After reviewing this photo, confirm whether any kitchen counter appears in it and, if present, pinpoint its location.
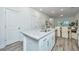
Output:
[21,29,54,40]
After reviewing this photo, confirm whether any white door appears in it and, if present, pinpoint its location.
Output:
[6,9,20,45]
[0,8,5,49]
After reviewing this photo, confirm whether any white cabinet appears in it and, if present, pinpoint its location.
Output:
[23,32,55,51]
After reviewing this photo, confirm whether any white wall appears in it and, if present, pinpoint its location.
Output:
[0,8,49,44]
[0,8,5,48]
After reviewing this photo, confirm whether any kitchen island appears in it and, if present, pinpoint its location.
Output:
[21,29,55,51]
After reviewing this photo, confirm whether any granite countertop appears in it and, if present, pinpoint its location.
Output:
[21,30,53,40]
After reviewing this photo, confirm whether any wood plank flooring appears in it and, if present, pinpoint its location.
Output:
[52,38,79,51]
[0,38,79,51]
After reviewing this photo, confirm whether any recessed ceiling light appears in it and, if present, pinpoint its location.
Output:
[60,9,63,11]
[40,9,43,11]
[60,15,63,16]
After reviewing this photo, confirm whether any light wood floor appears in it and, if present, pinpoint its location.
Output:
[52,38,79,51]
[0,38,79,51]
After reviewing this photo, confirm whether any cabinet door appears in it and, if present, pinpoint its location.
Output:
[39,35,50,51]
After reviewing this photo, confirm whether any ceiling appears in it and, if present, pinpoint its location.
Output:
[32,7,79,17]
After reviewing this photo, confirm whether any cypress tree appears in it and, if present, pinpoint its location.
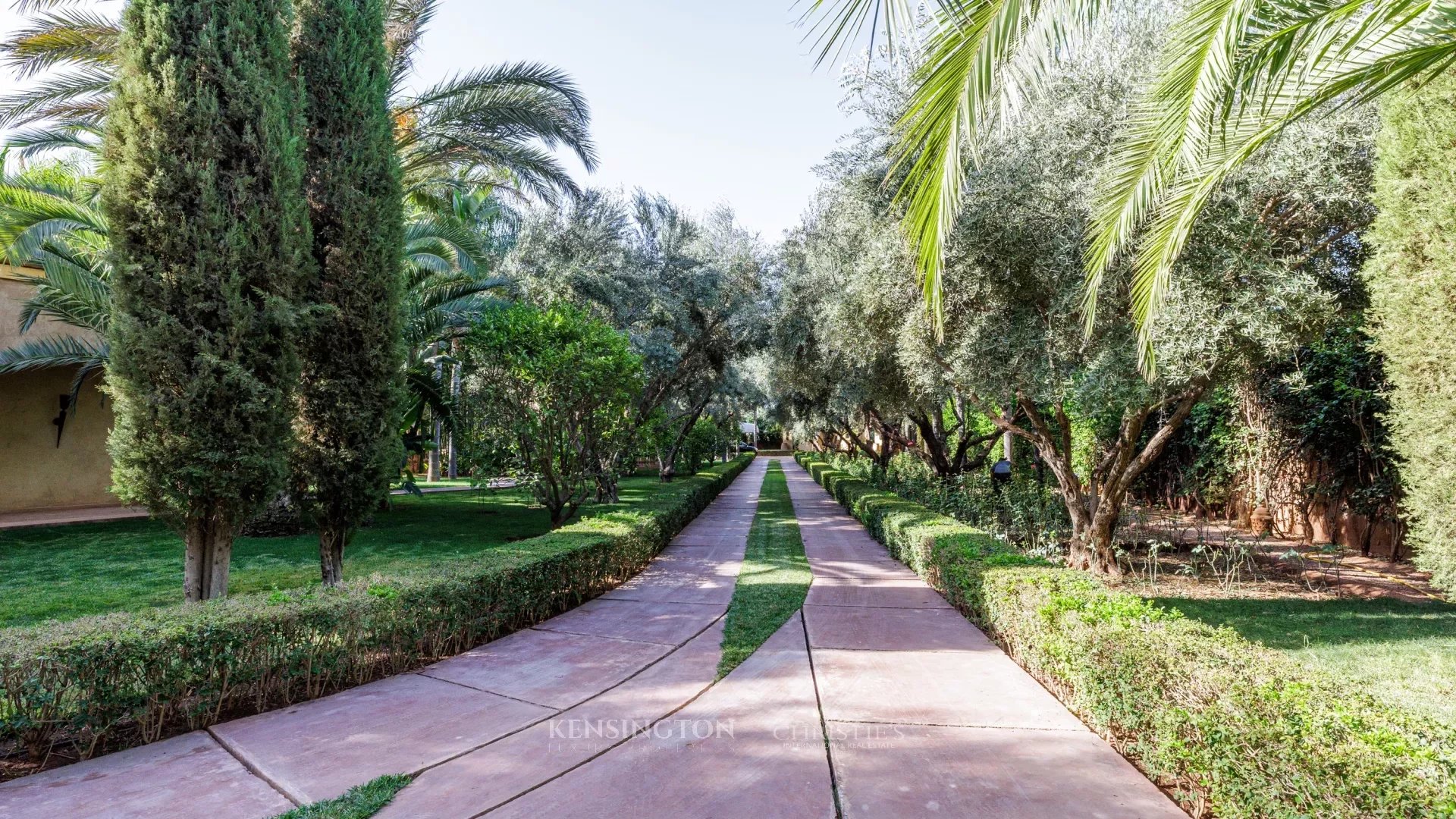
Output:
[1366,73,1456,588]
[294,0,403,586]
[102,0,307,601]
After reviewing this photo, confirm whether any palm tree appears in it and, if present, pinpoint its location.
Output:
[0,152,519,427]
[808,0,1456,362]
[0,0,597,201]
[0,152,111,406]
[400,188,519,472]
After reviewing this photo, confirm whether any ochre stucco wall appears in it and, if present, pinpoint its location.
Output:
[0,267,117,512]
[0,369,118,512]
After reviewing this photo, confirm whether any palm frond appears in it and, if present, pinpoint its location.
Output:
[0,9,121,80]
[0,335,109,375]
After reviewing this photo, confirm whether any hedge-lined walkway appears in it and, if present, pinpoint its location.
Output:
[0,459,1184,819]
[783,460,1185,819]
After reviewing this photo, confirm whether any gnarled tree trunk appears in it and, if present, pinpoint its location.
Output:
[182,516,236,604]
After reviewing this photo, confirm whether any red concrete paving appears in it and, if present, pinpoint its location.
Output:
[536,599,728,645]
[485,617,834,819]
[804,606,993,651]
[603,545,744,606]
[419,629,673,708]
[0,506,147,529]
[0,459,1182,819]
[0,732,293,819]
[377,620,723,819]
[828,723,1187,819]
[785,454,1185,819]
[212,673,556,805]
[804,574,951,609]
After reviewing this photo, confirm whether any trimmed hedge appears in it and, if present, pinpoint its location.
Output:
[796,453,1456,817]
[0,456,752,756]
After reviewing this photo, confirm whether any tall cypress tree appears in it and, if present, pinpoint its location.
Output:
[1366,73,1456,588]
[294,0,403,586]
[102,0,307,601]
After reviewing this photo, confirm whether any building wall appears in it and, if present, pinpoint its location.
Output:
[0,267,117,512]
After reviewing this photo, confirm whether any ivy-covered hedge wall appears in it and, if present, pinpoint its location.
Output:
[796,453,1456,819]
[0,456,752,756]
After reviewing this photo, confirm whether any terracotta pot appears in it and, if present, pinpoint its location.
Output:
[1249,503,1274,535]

---*---

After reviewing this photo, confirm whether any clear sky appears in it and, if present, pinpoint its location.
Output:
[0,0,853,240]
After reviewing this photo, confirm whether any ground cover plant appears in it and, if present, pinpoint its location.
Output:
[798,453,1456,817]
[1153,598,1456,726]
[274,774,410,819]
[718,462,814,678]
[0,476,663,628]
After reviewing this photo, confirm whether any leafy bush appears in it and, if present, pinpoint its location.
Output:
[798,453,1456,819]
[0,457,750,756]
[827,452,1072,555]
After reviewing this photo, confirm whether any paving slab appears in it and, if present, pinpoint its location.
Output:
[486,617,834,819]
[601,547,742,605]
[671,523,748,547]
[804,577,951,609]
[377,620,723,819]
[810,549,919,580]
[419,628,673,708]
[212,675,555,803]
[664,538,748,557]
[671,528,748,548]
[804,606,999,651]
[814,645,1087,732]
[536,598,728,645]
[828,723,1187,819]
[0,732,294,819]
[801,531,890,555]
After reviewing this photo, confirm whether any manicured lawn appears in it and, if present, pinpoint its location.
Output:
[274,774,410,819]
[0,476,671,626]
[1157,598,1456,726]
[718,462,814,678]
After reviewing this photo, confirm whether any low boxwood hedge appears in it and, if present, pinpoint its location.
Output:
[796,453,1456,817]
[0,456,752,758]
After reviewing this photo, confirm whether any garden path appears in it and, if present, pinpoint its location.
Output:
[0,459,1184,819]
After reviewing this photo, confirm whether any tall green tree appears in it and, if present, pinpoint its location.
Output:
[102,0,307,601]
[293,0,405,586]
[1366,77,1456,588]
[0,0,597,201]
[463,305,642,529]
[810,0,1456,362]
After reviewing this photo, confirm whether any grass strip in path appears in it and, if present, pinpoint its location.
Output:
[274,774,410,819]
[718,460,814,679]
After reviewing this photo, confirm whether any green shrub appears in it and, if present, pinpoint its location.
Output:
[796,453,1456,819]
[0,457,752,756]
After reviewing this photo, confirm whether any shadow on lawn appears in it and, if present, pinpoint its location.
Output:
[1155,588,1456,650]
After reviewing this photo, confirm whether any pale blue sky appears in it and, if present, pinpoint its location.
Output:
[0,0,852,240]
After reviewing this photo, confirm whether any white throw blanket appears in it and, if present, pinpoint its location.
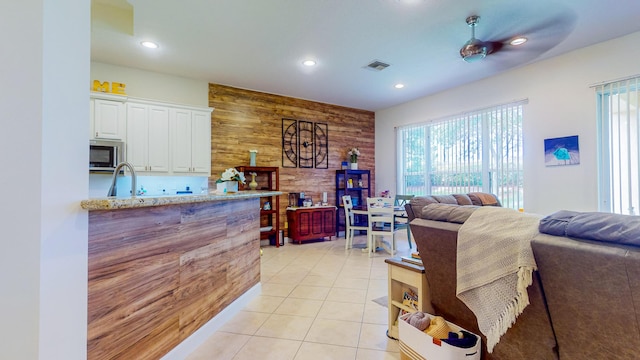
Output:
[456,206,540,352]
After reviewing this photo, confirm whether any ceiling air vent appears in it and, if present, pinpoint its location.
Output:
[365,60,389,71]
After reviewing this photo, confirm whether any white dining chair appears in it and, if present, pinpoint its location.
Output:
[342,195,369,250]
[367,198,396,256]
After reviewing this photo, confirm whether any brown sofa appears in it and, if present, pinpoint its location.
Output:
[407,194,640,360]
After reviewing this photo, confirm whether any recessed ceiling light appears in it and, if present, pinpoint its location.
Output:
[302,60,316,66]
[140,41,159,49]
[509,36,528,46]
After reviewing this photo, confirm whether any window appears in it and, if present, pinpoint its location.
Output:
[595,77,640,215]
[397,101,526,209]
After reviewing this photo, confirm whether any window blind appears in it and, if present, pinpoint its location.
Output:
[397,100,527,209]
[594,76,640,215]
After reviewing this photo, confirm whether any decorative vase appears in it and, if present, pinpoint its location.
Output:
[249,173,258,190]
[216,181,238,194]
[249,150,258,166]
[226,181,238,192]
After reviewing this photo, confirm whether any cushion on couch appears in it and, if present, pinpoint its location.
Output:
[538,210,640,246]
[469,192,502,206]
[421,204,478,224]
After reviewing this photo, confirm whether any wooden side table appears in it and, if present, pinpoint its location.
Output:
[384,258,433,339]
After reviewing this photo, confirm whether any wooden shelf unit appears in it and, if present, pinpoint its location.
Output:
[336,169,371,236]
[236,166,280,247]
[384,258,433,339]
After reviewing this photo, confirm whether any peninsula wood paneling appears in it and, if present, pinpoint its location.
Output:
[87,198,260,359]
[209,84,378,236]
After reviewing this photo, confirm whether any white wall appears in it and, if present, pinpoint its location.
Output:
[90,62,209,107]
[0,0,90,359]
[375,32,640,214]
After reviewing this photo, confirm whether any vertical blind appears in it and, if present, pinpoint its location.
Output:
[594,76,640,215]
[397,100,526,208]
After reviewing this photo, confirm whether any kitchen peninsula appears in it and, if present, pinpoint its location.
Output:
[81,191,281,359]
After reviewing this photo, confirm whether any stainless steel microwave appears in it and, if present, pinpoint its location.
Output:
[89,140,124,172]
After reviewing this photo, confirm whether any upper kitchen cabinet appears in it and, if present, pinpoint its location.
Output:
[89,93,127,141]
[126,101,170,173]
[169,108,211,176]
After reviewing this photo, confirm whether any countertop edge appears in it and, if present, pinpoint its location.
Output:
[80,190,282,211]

---*---

The task
Extract every line from both blocks of the listing above that contains the word "path", and copy each one in full.

Result
After reviewing this photo, confirm whether any garden path appears in it and, if present, pinpoint its location.
After reviewing this photo, confirm whether any grass strip in path appears in it and, if present, pinpoint its location.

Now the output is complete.